- _ACTIVITY_
Transcribe each entry below exactly. Pictures do not go in the copy.

- _AVAILABLE DATA_
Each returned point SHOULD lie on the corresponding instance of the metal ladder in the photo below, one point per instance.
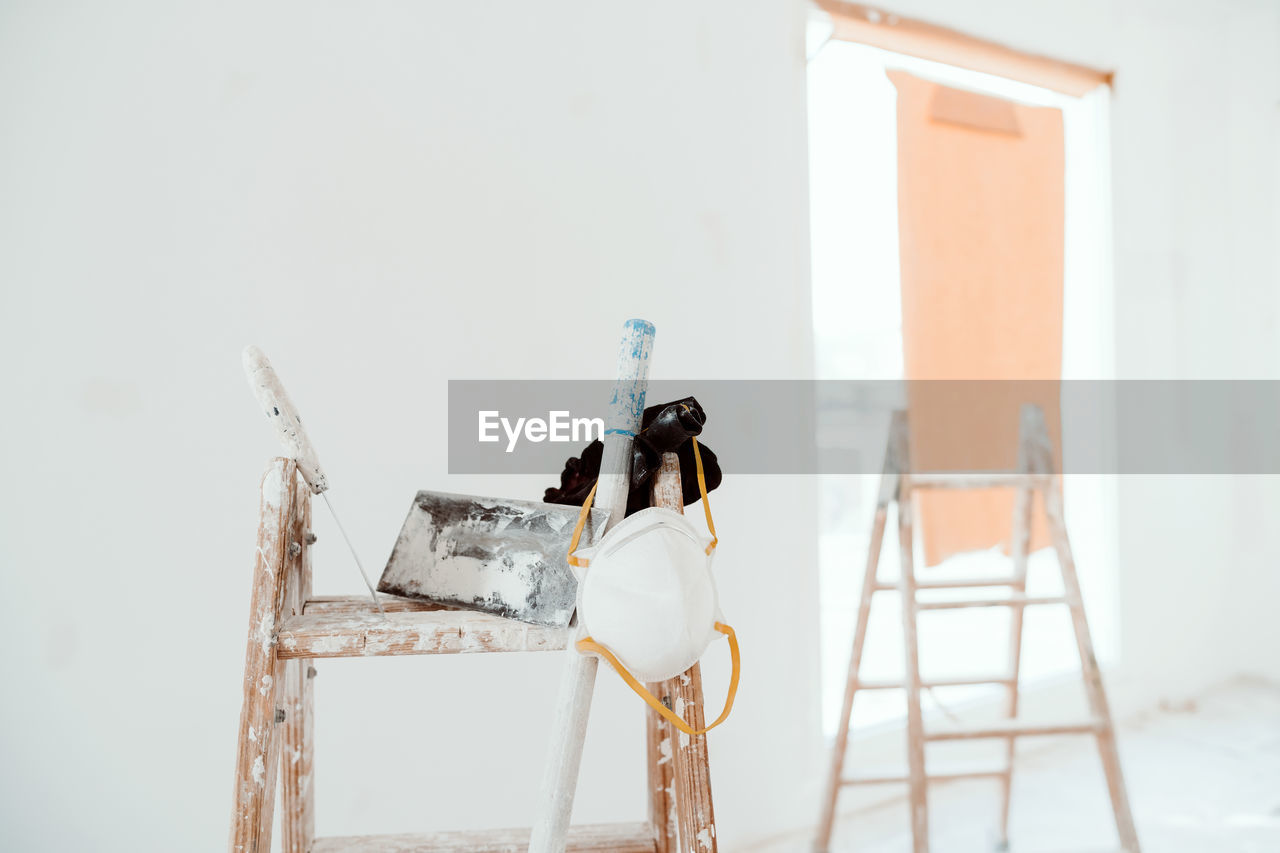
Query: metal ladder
(1034, 473)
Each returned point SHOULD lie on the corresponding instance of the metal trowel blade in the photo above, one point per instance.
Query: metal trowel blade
(490, 555)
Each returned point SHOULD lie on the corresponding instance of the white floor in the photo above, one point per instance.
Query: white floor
(1202, 779)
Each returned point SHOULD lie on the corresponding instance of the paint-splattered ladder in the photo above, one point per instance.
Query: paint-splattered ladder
(289, 629)
(1034, 473)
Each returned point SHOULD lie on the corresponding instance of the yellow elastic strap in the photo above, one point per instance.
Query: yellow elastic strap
(581, 523)
(589, 646)
(707, 503)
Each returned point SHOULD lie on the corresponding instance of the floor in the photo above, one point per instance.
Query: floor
(1203, 778)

- _WRITTEN SOLUTION_
Each returned point SHOULD lie on the corresponding instance of the metal ladder in the photo below, one point per instance.
Query: metal ladder
(1034, 473)
Each returned point SHOULD lie on the corresponding instance of the metal trowel blade in the photo above, one point per instance.
Query: metal trowel blade
(490, 555)
Each returned point SHOULD lie on the corresponding instance of the white floor in the photo above, one point per instance.
Query: white floor
(1202, 779)
Each returned point SHOULD lie on the corresponding instance of the paint-splattered ladder in the photo above, one point per instance.
Query: paint-splattered ladder
(289, 629)
(1034, 473)
Each returned point SHOULD lie on the corresponding instance of the yellow elastic strap in the photo above, one point per instance.
Query: yellow elastic strap
(581, 523)
(589, 646)
(707, 503)
Each returned point SHOULD lie on the corresponding instance of the floor in the photo above, one point per instance.
Query: floor
(1203, 778)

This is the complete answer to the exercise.